- EXERCISE PROMPT
Copy, without alteration, the portion of the patch cover letter below starting at "drivers/gpu/drm/tegra/drm.c | 3" and ending at "insertions(+), 105 deletions(-)".

------ PASSAGE GIVEN ------

[PATCH v3 0/4] Optimise 64-bit IOVA allocations

From: Robin Murphy
Date: Tue Aug 22 2017 - 11:17:57 EST


Hi all,

Just a quick repost of v2[1] with a small fix for the bug reported by Nate.
To recap, whilst this mostly only improves worst-case performance, those
worst-cases have a tendency to be pathologically bad:

Ard reports general desktop performance with Chromium on AMD Seattle going
from ~1-2FPS to perfectly usable.

Leizhen reports gigabit ethernet throughput going from ~6.5Mbit/s to line
speed.

I also inadvertantly found that the HiSilicon hns_dsaf driver was taking ~35s
to probe simply becuase of the number of DMA buffers it maps on startup (perf
shows around 76% of that was spent under the lock in alloc_iova()). With this
series applied it takes a mere ~1s, mostly of unrelated mdelay()s, with
alloc_iova() entirely lost in the noise.

Robin.

[1] https://www.mail-archive.com/iommu@xxxxxxxxxxxxxxxxxxxxxxxxxx/msg19139.html

Robin Murphy (1):
iommu/iova: Extend rbtree node caching

Zhen Lei (3):
iommu/iova: Optimise rbtree searching
iommu/iova: Optimise the padding calculation
iommu/iova: Make dma_32bit_pfn implicit

drivers/gpu/drm/tegra/drm.c | 3 +-
drivers/gpu/host1x/dev.c | 3 +-
drivers/iommu/amd_iommu.c | 7 +--
drivers/iommu/dma-iommu.c | 18 +------
drivers/iommu/intel-iommu.c | 11 ++--
drivers/iommu/iova.c | 114 +++++++++++++++++----------------------
drivers/misc/mic/scif/scif_rma.c | 3 +-
include/linux/iova.h | 8 +--
8 files changed, 62 insertions(+), 105 deletions(-)

--
2.13.4.dirty

------ RECORDS PROVIDED ------

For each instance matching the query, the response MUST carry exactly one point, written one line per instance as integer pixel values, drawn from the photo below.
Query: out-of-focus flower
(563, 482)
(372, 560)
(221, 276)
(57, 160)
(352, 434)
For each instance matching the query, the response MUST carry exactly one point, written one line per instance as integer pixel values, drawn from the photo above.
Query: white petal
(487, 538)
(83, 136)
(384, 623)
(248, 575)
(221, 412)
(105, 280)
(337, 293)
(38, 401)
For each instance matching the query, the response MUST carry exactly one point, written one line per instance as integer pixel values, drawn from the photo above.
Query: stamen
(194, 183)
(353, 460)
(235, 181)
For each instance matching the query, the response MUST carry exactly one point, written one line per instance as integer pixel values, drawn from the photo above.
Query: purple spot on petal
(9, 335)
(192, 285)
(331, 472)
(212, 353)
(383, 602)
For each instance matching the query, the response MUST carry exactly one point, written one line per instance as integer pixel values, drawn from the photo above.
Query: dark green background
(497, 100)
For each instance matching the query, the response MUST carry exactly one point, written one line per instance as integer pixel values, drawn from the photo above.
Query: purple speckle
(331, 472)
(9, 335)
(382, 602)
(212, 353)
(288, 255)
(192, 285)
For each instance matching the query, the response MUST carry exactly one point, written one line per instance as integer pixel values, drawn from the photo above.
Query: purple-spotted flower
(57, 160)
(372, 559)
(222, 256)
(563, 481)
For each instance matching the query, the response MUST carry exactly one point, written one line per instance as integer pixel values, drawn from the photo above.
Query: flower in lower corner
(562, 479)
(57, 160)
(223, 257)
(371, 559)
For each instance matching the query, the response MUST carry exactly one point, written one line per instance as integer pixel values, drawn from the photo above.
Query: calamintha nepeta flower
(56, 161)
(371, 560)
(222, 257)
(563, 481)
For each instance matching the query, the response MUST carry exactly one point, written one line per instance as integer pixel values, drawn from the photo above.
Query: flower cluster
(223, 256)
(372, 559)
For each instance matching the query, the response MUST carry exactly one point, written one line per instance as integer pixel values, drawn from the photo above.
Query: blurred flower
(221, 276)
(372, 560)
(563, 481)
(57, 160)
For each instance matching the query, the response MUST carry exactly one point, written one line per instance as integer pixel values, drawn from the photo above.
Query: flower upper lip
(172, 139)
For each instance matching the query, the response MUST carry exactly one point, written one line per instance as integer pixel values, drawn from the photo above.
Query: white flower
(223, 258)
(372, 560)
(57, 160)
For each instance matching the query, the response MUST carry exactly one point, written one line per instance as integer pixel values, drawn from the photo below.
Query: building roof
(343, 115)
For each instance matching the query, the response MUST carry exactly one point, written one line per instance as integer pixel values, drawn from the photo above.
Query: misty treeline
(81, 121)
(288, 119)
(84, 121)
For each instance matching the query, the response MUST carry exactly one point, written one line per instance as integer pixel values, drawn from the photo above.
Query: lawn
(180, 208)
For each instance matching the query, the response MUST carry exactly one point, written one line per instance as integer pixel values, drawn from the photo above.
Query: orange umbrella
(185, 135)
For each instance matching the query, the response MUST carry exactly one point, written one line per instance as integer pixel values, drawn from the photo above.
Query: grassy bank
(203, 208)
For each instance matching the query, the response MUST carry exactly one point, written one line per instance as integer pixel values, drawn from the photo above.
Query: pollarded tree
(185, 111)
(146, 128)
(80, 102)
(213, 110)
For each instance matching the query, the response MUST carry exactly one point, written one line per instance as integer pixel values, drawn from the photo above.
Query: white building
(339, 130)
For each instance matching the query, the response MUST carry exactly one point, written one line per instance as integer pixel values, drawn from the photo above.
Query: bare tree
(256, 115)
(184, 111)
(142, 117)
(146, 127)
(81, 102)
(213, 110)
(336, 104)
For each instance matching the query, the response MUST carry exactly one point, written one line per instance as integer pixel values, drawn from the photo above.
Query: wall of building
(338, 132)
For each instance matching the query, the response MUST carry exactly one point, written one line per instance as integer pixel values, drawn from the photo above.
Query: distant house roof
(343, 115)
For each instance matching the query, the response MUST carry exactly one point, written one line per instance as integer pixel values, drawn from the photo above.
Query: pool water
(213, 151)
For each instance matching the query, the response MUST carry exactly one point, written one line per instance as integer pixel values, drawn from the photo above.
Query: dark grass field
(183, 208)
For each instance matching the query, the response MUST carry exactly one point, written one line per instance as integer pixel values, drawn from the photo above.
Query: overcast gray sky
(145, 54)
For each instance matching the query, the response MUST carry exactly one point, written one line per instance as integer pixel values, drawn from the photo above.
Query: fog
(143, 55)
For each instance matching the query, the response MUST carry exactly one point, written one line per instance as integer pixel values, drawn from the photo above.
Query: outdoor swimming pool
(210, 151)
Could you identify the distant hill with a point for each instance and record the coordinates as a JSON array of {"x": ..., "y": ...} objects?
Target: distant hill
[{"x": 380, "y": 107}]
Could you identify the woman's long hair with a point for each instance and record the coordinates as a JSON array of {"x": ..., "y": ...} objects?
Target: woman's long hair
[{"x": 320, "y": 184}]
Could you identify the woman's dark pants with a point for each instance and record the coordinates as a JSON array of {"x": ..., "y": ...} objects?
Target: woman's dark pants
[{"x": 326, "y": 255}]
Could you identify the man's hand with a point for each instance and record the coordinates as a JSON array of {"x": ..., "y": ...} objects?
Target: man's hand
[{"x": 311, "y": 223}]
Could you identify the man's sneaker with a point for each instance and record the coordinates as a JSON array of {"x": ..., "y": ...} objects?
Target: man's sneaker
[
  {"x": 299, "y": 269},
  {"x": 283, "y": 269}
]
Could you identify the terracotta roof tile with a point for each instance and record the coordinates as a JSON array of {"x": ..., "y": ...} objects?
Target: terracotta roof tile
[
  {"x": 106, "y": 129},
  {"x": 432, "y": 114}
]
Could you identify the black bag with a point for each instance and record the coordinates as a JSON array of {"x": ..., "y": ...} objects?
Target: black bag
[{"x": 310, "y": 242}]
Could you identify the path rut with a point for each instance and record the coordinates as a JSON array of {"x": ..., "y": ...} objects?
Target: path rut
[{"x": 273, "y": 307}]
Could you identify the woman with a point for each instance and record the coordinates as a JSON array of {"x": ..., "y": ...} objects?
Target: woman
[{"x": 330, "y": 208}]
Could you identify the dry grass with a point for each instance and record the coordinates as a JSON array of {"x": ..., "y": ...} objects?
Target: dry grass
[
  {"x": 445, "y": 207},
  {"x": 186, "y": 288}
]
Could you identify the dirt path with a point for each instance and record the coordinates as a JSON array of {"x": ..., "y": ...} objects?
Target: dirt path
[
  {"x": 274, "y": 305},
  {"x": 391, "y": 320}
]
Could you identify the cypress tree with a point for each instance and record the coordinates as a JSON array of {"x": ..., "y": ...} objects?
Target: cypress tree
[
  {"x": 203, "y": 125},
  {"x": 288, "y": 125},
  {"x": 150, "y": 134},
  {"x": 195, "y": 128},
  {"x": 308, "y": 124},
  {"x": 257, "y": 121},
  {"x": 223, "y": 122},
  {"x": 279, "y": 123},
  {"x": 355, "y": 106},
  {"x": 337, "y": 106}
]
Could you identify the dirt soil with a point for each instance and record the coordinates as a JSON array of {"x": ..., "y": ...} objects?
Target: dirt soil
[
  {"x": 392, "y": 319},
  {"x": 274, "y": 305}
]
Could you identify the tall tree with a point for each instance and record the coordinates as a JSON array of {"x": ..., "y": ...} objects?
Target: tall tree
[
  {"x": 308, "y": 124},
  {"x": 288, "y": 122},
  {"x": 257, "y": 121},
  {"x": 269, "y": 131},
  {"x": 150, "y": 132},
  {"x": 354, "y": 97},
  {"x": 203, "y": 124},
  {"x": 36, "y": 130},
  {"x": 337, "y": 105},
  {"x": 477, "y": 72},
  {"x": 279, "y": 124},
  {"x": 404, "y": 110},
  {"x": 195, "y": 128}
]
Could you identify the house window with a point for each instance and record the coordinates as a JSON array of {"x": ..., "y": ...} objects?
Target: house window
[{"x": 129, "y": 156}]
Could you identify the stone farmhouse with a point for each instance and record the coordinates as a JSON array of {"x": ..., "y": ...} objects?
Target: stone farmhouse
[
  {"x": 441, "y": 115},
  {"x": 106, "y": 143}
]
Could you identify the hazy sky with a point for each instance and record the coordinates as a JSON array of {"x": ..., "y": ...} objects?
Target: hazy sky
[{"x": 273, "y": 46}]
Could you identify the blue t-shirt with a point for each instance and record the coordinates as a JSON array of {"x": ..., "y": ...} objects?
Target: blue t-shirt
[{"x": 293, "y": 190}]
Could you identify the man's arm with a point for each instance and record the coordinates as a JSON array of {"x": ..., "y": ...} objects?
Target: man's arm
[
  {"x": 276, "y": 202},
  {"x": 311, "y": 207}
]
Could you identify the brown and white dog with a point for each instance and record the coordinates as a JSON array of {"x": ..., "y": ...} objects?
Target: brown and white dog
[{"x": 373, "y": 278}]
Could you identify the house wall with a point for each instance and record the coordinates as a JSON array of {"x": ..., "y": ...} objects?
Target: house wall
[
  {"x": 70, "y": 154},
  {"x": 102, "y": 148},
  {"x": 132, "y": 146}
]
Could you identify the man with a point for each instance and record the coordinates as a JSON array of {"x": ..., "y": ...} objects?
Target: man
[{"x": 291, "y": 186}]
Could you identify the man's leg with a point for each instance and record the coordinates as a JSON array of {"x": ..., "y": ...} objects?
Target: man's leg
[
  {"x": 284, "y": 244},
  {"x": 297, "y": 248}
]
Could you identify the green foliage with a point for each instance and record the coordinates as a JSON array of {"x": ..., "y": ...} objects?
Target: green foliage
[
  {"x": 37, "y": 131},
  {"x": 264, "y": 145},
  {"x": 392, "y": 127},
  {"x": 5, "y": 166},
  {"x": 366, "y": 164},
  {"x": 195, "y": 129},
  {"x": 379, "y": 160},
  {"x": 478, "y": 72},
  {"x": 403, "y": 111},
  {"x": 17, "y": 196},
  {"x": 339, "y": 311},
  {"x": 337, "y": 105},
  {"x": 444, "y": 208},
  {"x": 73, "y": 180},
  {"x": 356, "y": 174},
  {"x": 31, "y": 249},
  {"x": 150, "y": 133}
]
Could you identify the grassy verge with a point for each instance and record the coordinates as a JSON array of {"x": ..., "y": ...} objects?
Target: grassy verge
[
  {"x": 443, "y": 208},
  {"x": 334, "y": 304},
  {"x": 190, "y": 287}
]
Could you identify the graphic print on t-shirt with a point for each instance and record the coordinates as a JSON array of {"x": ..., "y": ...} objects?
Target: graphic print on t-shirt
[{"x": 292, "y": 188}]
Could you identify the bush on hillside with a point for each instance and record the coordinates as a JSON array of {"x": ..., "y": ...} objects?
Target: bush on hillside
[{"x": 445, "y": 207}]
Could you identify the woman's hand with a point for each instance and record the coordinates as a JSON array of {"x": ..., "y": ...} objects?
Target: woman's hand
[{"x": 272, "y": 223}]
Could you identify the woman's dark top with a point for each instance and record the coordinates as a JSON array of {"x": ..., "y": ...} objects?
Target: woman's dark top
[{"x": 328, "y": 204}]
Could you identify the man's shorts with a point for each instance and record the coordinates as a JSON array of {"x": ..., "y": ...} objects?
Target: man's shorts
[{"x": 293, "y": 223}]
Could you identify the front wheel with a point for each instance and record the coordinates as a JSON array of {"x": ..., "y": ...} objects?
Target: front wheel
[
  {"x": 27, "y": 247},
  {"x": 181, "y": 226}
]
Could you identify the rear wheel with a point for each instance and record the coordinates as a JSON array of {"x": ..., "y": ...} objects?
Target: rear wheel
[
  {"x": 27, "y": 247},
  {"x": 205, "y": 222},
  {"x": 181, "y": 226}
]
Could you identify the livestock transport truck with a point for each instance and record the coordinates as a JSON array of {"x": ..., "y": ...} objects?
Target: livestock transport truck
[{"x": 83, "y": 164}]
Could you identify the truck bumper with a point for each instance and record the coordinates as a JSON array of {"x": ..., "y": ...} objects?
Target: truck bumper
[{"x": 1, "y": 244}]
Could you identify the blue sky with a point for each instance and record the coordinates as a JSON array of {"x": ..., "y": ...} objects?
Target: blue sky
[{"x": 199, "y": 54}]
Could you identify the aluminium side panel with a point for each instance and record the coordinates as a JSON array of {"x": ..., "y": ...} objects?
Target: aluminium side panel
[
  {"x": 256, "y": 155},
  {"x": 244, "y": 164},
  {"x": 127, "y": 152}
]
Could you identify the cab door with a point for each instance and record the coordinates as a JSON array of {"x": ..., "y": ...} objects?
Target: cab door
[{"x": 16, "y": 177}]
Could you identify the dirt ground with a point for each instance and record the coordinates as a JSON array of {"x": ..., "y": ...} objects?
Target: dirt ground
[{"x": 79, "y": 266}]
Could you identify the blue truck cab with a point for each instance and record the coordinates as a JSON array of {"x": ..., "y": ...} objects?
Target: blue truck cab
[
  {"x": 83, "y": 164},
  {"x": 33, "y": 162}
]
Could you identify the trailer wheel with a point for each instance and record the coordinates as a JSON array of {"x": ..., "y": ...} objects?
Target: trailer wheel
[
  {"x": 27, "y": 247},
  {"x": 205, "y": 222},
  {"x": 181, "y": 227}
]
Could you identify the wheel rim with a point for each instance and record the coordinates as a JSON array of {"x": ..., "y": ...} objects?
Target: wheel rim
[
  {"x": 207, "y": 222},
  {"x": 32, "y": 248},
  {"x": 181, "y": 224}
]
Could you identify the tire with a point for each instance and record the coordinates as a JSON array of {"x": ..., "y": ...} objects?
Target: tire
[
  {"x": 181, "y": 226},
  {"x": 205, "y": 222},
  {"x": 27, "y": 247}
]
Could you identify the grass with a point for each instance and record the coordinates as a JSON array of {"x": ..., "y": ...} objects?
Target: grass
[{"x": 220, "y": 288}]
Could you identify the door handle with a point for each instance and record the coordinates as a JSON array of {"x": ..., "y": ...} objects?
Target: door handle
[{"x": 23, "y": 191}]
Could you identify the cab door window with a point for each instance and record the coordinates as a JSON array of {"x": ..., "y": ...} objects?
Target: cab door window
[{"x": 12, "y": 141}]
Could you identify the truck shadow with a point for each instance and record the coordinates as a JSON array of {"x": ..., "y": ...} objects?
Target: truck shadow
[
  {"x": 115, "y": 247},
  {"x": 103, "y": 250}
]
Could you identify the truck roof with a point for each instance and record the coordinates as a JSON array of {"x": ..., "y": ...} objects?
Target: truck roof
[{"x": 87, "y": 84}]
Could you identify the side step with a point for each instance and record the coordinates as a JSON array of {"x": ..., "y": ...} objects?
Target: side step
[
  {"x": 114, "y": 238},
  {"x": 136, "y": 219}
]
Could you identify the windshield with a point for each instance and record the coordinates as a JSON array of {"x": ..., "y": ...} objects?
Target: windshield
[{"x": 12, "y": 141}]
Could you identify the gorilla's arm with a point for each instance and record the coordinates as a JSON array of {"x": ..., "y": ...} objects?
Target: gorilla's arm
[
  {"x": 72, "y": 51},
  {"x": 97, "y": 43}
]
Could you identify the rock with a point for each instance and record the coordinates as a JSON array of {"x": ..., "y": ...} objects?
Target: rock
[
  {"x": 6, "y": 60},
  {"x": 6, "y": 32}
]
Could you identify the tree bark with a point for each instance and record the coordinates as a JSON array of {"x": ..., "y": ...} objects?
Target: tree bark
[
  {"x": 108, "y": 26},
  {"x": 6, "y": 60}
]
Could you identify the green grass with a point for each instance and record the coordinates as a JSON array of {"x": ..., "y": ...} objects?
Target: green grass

------

- THE REPLY
drivers/gpu/drm/tegra/drm.c | 3 +-
drivers/gpu/host1x/dev.c | 3 +-
drivers/iommu/amd_iommu.c | 7 +--
drivers/iommu/dma-iommu.c | 18 +------
drivers/iommu/intel-iommu.c | 11 ++--
drivers/iommu/iova.c | 114 +++++++++++++++++----------------------
drivers/misc/mic/scif/scif_rma.c | 3 +-
include/linux/iova.h | 8 +--
8 files changed, 62 insertions(+), 105 deletions(-)